Position identification records:
....................
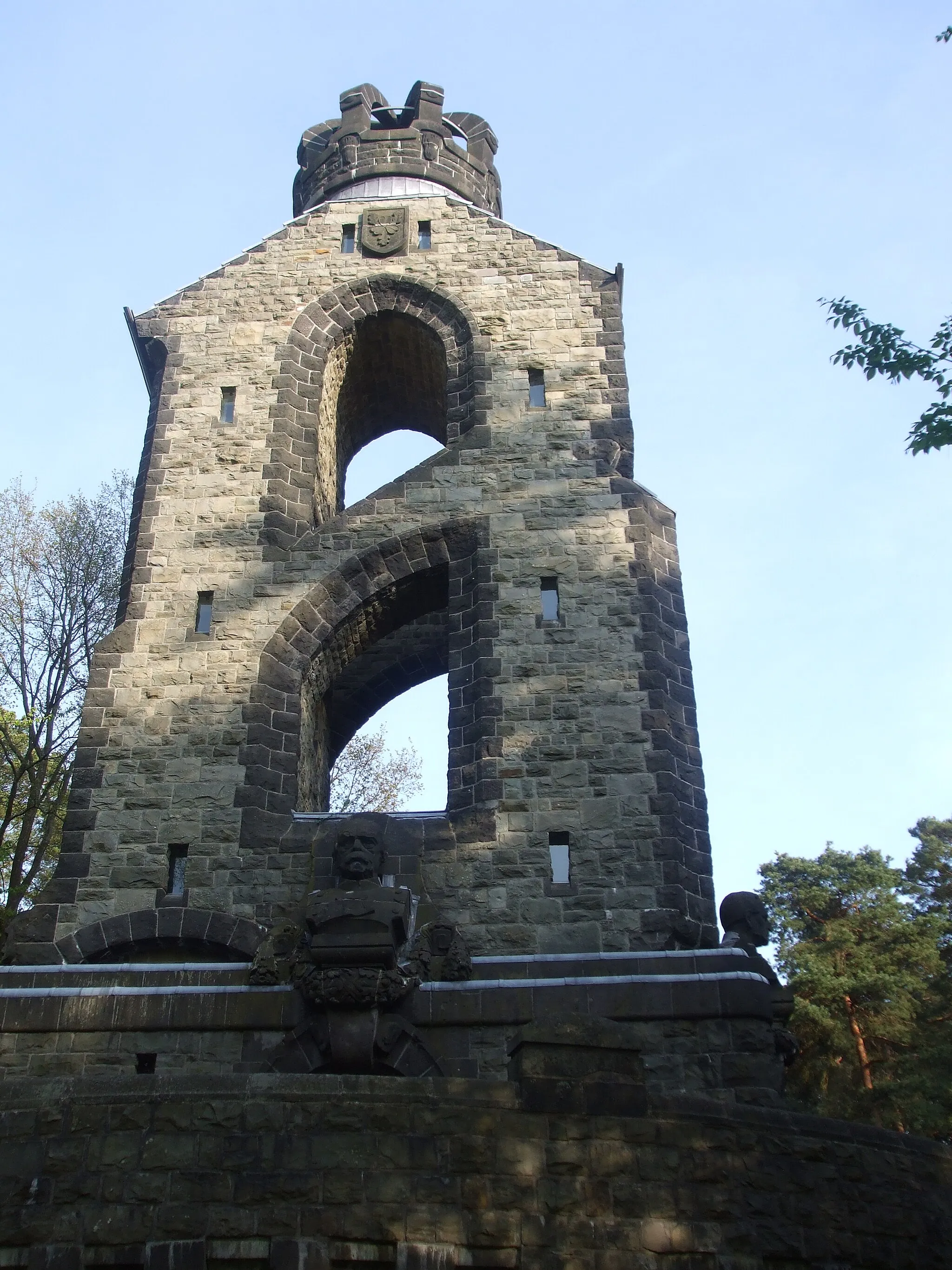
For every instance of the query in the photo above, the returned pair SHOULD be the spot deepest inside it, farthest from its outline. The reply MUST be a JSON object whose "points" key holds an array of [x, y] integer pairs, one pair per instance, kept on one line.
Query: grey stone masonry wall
{"points": [[582, 725], [278, 1173]]}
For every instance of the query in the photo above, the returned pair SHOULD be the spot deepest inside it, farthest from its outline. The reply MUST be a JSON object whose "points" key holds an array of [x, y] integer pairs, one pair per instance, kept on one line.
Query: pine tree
{"points": [[867, 972]]}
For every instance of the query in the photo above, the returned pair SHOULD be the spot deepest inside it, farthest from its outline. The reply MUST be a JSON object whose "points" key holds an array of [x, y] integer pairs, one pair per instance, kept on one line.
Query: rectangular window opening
{"points": [[549, 592], [178, 854], [228, 406], [559, 857], [204, 612]]}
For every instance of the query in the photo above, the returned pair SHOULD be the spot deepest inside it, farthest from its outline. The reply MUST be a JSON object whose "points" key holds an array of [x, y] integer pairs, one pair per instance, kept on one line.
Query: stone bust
{"points": [[358, 923], [358, 859], [746, 921]]}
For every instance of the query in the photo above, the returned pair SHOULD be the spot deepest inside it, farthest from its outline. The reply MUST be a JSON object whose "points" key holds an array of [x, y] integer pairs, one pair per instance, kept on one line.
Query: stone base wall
{"points": [[282, 1173]]}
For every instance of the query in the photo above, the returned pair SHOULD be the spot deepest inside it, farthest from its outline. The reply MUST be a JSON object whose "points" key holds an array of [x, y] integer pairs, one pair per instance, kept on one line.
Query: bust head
{"points": [[744, 913], [358, 859]]}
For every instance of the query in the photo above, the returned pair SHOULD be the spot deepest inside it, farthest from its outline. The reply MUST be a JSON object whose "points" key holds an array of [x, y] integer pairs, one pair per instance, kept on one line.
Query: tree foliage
{"points": [[60, 569], [867, 948], [884, 350], [370, 778]]}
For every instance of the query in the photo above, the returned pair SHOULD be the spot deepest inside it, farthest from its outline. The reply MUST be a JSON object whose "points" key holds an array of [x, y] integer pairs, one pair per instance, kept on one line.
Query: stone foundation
{"points": [[322, 1171]]}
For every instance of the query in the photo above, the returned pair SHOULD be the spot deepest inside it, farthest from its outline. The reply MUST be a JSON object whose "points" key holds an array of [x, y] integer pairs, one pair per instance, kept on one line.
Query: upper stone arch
{"points": [[380, 338]]}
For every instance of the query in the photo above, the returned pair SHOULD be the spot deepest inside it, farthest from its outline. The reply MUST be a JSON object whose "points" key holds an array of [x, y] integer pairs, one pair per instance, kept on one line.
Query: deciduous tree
{"points": [[370, 778], [60, 569]]}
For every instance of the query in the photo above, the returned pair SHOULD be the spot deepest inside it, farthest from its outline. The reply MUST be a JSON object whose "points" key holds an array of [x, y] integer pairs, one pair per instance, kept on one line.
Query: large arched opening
{"points": [[398, 640], [388, 374], [365, 360], [388, 619]]}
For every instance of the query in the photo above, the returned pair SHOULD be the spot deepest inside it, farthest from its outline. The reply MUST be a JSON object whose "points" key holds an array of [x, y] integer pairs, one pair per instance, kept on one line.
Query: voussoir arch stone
{"points": [[233, 939]]}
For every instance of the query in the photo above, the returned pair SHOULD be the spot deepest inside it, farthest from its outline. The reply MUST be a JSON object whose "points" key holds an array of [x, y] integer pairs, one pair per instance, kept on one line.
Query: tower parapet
{"points": [[381, 150]]}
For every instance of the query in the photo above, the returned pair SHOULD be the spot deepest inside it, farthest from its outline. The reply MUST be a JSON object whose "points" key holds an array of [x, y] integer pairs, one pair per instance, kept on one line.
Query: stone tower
{"points": [[242, 1033], [395, 299]]}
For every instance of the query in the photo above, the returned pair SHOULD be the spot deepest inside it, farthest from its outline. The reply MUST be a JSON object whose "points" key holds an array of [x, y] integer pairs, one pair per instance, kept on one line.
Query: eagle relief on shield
{"points": [[384, 230]]}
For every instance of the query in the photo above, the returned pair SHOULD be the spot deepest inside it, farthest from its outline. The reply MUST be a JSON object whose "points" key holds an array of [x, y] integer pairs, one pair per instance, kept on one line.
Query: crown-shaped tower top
{"points": [[380, 150]]}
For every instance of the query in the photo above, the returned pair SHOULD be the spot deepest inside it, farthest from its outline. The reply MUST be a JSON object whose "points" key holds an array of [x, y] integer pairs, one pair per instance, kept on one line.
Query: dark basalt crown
{"points": [[418, 140]]}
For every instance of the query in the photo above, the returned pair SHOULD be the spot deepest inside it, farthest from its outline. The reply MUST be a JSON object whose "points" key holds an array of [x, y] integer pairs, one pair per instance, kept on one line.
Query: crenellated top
{"points": [[372, 143]]}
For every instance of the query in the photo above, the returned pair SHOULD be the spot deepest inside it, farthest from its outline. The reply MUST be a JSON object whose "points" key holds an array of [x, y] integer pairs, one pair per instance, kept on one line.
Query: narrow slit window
{"points": [[204, 612], [228, 406], [549, 591], [537, 389], [177, 871], [559, 858]]}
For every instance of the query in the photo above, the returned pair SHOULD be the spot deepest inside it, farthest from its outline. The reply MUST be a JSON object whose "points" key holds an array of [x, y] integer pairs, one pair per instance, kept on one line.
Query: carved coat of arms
{"points": [[384, 230]]}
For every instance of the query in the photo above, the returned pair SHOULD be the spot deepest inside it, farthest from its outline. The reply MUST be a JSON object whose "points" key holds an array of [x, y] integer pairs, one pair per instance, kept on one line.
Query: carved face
{"points": [[358, 859]]}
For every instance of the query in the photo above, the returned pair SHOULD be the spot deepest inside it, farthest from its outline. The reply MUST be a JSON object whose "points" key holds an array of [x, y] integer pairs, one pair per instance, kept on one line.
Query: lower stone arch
{"points": [[365, 600], [152, 934]]}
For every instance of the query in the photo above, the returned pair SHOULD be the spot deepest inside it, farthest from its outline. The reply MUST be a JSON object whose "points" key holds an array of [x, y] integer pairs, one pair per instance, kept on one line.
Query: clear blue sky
{"points": [[740, 159]]}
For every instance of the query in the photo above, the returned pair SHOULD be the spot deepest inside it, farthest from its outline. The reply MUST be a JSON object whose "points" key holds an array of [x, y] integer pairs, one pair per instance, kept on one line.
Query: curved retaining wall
{"points": [[298, 1173]]}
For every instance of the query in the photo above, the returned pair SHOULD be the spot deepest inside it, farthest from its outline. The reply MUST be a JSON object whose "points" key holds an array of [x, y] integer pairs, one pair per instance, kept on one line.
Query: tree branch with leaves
{"points": [[884, 350], [370, 778]]}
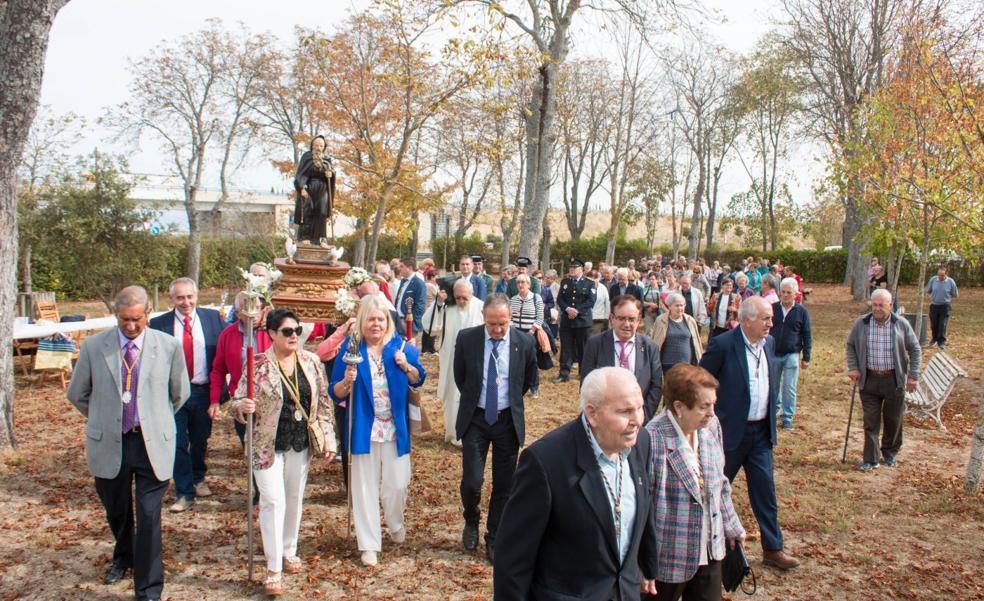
....................
**WRITTEN TASK**
List each line of the rows that contains the string "crown". Case counts.

**TASK ANSWER**
Query: crown-shaped tower top
Query: dark basalt crown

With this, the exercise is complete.